Objective = Pull out every line of the records that contains the word "receives" and copy each one.

Data to process =

━━━━━━━━━━━━━━━━

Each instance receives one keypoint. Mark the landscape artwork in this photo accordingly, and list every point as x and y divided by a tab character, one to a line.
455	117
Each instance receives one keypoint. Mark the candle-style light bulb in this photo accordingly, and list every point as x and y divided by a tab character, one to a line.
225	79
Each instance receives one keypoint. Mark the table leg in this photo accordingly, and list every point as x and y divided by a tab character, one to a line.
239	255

━━━━━━━━━━━━━━━━

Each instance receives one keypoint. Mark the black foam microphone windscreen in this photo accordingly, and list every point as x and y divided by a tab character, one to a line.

━━━━━━━━━━━━━━━━

Completed exercise =
Each instance receives one keypoint. Mark the landscape artwork in this photo accordingly, and list every point as x and y divided by a tab character, one to a line.
Each instance receives one keypoint. Mark the candle-style light bulb in this photo accordingly, and list every point as x and y divided by a tab character, one to a line.
Each instance receives one keypoint. Mark the table leg in this photo accordingly, and list every point as x and y divided by a tab character, one to a line.
Each instance receives one keypoint. Mark the black foam microphone windscreen in this photo accordingly, and list every point as x and y divided by a tab character, one to a line.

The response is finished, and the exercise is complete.